> _Vorliegender Text_:
........

„Der Schnapp des Tages“

Es dämmert schon, die Schatten werden lang. Die tiefrote Sonne macht sich auf den Weg zur anderen Seite der Erde, langsam verschwindet sie hinter unserem Berg und taucht die ganze Landschaft in ein Meer aus Gold. Lau streicht der Abendwind um Häuser, Sträucher und Palmen...und um die grünen Mülltonnen. 
 
Und um diese streicht wiederum nicht nur der Wind, sondern, wie schon vor langer Zeit einmal erwähnt, immer wieder auch mehr oder weniger zwielichtige Gestalten auf der Suche nach verwertbaren Schätzen.

So auch heute. Bonnie und Clyde in Flipflops. Und recht wenig elegant. „Pass auf, da ist noch Geschirr drin! Du musst sie höher halten!“ Im gegengleichen Wiegeschritt, an dem Balu der Tanzbär seine Freude hätte, versuchen mein Mann und ich, möglichst schnell und unauffällig mit unserer Beute unser sicheres Grundstück zu erreichen. 
Natürlich klappt das nicht, wir sind laut, langsam und müssen vor Lachen zwischendurch Pause machen. Wir haben diesmal die Seite gewechselt und kommen uns echt einheimisch vor. Nachdem wir wochenlang alten Schrott aus dem Haus geschafft haben, tragen wir jetzt fröhlich anderen alten Schrott wieder herein.

Auf dem Rückweg vom Einkaufen entdecke ich das wunderschöne Stück einladend neben der Mülltonne in fußläufiger Entfernung zum Häuschen. Eine antike Kommode, das Muster passend zu derjenigen, die wir schon besitzen und mit den perfekten Maßen für unser Gästezimmer. Ich jubele laut, mache vor unserem Tor eine Vollbremsung (wir sind im Moment glückliche Besitzer eines Mietautos - aber das ist eine andere Geschichte...) und flitze aufgeregt zu meinem Mann ins Haus. 

„Schnell!!! Draußen ist eine Kommode, die brauchen wir, ich kann sie aber nicht alleine tragen, hilft du mir kurz? Die ist total toll, da standen gestern schon so viele alte Sachen rum, ich glaube es entrümpelt jemand von unseren Nachbarn, der hat echt schöne Sachen!“ „Wie bitte?“
„KOMM HALT!“ Ungeduldig spurte ich schon mal los, um mich notfalls rechtzeitig besitzergreifend auf meine Beute werfen zu können.

........

[Rohe Datensätze]
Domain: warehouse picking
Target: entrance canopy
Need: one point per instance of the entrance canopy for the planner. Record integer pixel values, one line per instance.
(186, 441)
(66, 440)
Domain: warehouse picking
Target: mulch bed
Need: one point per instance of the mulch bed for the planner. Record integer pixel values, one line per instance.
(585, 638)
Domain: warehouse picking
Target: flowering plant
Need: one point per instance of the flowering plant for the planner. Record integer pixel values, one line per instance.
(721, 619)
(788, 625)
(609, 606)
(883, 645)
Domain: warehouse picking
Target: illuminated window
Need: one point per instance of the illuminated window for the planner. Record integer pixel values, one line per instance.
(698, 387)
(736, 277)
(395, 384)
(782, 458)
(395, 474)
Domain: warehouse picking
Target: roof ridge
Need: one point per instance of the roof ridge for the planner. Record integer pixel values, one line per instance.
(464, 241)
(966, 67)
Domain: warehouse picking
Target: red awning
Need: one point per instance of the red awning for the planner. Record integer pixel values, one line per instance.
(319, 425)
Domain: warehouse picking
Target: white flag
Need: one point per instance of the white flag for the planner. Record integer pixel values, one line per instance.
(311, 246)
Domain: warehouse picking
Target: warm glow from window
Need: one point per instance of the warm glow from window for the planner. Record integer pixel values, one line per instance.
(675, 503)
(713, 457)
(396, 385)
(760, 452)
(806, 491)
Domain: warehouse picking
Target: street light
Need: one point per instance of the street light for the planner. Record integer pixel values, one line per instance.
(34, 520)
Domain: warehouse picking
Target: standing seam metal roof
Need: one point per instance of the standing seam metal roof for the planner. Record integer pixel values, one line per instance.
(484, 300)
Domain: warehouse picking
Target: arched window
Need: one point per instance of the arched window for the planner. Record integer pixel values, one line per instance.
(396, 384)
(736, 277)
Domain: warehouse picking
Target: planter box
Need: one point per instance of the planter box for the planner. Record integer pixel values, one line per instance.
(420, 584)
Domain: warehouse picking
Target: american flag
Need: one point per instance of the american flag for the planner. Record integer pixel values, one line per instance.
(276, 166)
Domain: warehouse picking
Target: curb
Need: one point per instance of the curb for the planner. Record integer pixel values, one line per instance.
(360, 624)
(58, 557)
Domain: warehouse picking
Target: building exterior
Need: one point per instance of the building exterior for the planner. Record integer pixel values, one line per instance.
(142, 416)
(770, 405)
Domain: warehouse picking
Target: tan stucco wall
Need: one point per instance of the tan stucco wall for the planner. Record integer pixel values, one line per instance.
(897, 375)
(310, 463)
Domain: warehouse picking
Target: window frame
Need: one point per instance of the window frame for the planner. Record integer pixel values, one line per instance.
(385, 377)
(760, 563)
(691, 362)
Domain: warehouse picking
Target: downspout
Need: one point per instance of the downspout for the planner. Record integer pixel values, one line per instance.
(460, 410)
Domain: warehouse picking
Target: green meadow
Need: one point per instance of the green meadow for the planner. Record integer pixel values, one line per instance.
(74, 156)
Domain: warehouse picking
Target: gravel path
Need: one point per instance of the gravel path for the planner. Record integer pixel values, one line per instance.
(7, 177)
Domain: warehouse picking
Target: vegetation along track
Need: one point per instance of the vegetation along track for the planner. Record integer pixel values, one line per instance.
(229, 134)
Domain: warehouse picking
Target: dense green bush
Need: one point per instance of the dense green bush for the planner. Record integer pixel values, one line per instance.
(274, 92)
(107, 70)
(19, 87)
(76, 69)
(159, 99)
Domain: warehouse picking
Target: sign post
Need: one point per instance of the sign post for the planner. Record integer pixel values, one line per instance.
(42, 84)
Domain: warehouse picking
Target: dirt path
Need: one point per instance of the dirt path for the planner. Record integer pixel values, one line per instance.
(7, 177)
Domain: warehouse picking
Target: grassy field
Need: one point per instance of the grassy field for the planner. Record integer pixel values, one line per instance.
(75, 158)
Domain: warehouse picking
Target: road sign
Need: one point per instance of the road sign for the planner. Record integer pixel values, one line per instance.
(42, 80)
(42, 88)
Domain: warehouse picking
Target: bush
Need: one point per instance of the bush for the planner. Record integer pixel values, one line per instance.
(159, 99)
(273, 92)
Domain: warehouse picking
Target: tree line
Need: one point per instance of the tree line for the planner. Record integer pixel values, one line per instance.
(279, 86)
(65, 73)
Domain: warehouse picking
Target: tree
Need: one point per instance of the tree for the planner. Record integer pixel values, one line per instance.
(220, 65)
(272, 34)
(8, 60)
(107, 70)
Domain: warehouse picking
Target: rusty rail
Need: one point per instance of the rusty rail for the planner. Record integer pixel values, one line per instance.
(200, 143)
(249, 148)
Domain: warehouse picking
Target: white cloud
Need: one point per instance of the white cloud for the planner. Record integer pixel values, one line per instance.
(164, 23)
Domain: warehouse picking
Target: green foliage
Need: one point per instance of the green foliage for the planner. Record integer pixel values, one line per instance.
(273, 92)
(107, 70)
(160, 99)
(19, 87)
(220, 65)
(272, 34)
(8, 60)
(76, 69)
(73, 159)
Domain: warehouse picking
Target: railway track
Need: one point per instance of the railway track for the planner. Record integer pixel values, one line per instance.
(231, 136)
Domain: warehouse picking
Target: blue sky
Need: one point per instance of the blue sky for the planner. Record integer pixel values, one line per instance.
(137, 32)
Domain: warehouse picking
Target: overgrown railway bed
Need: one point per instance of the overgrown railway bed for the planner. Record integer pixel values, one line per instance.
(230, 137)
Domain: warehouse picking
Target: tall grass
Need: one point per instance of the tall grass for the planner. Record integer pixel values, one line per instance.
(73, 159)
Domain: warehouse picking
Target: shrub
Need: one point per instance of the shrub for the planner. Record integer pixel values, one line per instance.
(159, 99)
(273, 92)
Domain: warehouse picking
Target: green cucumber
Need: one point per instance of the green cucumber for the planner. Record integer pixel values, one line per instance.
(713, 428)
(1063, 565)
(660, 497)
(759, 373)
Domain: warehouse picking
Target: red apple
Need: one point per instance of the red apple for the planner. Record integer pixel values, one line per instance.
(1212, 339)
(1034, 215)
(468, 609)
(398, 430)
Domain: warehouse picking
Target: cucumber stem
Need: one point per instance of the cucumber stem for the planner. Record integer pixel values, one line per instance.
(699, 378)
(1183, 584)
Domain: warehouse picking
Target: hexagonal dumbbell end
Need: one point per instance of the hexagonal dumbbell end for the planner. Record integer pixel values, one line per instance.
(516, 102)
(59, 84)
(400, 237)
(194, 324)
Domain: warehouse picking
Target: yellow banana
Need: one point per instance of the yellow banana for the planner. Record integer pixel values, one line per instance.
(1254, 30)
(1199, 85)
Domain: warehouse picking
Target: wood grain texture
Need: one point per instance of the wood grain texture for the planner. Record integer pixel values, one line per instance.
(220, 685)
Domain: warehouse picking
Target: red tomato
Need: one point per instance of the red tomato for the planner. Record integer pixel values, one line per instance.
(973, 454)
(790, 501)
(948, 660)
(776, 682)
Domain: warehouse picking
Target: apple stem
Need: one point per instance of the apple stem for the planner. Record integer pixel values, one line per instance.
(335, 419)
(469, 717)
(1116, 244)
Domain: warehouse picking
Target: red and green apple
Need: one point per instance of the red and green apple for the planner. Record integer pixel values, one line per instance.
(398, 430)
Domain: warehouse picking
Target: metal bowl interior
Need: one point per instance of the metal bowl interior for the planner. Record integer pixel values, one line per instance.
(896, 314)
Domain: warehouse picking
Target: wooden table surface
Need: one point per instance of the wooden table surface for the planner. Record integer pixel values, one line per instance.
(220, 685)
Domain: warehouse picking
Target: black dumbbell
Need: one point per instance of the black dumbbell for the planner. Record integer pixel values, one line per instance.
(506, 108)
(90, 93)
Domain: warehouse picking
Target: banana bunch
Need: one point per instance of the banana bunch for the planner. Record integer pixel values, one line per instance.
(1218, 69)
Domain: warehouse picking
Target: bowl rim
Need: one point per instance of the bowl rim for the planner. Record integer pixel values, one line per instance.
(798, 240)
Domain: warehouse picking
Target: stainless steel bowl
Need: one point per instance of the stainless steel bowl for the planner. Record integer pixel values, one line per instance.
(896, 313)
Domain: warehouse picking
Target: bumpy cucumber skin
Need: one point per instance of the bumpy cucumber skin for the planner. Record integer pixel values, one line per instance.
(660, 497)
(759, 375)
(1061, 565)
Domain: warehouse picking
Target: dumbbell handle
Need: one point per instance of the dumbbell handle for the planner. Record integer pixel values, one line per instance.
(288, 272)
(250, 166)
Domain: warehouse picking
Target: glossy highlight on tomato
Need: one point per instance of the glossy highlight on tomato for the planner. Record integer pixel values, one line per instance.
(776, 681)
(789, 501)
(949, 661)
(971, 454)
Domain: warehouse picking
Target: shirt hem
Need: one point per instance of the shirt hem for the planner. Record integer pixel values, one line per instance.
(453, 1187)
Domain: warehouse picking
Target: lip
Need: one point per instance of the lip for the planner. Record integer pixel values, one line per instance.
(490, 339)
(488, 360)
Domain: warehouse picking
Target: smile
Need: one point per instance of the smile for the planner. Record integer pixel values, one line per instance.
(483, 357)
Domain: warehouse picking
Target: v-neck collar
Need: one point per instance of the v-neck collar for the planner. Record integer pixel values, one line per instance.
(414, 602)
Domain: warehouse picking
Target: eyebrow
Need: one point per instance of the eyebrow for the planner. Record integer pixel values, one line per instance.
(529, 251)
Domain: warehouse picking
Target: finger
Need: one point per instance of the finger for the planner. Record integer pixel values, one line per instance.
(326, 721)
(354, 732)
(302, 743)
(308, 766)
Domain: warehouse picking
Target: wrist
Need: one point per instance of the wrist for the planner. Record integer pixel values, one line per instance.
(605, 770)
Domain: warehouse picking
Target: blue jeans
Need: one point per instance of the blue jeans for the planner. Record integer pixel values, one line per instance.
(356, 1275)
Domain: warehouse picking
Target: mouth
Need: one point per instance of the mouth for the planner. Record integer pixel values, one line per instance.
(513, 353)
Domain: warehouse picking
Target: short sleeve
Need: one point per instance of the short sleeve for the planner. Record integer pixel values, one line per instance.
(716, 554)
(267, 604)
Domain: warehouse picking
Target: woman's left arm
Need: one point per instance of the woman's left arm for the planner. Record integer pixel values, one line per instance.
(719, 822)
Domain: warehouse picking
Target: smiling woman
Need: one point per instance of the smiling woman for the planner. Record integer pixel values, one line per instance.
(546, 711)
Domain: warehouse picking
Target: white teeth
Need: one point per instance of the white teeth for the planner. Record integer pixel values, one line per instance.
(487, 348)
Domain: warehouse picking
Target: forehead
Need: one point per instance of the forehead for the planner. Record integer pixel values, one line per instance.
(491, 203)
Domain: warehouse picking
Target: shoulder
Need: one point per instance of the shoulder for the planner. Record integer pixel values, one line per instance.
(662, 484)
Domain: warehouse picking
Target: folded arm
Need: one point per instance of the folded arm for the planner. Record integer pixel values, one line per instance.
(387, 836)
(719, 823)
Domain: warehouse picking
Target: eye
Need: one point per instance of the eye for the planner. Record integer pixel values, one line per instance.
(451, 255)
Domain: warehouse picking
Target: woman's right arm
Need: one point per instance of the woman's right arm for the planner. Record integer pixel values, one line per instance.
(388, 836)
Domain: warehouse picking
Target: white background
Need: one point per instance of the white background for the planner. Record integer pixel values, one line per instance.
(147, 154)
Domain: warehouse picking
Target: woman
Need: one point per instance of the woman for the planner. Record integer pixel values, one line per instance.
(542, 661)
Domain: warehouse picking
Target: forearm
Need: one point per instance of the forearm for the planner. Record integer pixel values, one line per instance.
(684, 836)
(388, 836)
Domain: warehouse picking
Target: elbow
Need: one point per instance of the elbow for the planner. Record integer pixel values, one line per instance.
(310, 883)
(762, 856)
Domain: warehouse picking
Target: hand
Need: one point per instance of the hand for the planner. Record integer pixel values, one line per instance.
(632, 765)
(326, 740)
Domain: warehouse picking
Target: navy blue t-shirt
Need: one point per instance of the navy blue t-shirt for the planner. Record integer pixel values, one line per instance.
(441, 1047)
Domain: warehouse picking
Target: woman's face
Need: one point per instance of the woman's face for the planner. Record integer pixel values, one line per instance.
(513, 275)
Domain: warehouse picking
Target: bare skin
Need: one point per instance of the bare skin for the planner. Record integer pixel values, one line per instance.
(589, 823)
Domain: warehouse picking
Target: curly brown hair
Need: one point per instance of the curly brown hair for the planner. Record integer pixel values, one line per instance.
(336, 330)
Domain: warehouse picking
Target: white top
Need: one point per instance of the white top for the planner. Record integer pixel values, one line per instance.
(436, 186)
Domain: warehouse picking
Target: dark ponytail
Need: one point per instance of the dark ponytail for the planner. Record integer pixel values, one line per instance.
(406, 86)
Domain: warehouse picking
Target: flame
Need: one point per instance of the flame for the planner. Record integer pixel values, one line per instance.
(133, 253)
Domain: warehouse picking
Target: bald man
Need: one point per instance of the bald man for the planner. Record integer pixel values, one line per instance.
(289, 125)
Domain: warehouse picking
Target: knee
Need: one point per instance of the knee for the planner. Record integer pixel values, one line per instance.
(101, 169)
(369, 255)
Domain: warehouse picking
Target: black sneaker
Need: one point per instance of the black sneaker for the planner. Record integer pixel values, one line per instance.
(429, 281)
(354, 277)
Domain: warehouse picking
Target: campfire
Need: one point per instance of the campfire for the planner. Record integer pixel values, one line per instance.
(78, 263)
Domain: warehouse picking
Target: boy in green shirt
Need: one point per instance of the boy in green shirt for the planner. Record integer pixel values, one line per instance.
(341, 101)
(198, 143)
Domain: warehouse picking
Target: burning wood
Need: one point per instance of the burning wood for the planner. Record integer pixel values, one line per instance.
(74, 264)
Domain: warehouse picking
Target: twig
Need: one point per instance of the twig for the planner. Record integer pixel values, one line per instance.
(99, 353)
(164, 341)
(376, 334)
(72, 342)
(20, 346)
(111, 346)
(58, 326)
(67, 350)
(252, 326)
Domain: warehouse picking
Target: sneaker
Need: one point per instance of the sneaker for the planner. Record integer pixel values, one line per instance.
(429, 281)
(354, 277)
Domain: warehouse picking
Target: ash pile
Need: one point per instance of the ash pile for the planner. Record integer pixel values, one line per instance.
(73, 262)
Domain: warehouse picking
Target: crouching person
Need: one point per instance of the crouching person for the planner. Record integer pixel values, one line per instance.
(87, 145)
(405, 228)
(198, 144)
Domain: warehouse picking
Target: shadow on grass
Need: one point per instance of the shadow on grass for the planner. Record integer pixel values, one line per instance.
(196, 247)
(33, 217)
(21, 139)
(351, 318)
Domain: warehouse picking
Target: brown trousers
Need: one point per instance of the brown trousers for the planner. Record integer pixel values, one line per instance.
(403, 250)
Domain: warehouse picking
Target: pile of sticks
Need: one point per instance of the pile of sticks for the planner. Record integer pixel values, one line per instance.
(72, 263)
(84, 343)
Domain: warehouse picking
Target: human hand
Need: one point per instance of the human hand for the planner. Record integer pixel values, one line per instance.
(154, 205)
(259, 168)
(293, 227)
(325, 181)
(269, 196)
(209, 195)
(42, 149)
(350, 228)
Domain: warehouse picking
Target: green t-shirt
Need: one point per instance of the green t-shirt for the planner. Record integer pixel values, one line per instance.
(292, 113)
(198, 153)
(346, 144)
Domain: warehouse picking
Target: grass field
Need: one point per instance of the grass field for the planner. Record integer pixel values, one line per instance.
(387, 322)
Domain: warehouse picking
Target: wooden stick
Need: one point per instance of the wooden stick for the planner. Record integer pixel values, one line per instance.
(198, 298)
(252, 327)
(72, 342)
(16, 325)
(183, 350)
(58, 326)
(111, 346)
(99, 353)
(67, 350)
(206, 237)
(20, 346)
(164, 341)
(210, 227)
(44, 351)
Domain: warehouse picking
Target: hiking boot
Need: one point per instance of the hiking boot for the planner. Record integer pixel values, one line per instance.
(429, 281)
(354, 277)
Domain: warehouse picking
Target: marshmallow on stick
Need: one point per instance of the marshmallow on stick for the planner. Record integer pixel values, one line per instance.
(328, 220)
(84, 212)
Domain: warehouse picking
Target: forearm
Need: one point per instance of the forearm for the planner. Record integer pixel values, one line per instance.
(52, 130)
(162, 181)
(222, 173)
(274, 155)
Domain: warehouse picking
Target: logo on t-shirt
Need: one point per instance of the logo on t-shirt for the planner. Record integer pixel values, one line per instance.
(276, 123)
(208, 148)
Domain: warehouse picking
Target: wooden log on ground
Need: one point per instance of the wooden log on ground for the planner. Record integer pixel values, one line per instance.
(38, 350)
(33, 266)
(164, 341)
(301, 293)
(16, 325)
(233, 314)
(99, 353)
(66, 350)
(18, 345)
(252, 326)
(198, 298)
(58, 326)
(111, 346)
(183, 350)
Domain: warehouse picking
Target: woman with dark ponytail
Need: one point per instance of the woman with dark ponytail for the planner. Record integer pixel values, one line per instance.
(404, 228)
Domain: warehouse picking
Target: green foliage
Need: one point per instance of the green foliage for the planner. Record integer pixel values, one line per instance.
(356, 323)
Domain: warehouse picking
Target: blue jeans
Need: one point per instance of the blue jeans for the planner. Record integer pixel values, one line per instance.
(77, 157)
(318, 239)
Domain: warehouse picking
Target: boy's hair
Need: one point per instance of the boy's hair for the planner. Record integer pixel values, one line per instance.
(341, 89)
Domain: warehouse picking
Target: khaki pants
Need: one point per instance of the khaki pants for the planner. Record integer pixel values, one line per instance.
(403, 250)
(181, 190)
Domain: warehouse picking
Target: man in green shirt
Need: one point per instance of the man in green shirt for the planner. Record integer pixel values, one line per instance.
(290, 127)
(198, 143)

........

> _Anforderungen der Aufgaben_:
(a) Ermittle alle Zeilen der Datensätze, die das Wort „apple“ enthalten, und gib jede davon vollständig wieder. Groß- und Kleinschreibung ist dabei zu beachten.
(b) Setze die Erzählung über die Kommode neben der Mülltonne im Anschluss an ihren letzten Satz fort.

> _Antworten zur Übung_:
(a)
Target: red apple
Need: one point per instance of the red apple for the planner. Record integer pixel values, one line per instance.
Target: apple stem
Need: one point per instance of the apple stem for the planner. Record integer pixel values, one line per instance.
Target: red and green apple
Need: one point per instance of the red and green apple for the planner. Record integer pixel values, one line per instance.

(b)
Nun steht die kleine Kommode brav vor sich hin und sieht schön aus. Und sie hat uns tatsächlich die lange Fahrt nach Palma zu IKEA erspart. 
Ja, wir sind inzwischen auf den „alternativen“ Geschmack gekommen. Wir bauen Garderoben und Pinnwände aus alten Fensterläden, möbeln die antiken Nachttischchen auf und lieben unseren Wohnzimmertisch mit den schweren, mit grünem Samt bezogenen Stühlen, die aussehen, als wären sie der legendären Tafelrunde von König Artus entsprungen.
Nicht zu vergessen den riesigen Esstisch, den unsere Freunde aus den übrigen Holzbohlen gezimmert haben und der jetzt das Glanzstück unserer Außenküche ist. Wir shoppen im „Second-Hand-Laden“: fünf massive Holzstühle für 25 Euro, fehlt nur noch eine Holzbank.

Aus Alt mach Neu und dann wieder ein bisschen Alt. Gefällt mir.

In zehn Tagen kommen wieder einmal Freunde zu Besuch und bis dahin soll die Baustelle beendet sein. Wir möchten einfach auch gerne fertig werden. Keine Farbeimer mehr, kein Fugenmaterial, keine Fliesen, keine schwarzen Säcke, keine Erde, kein Müll, BITTE.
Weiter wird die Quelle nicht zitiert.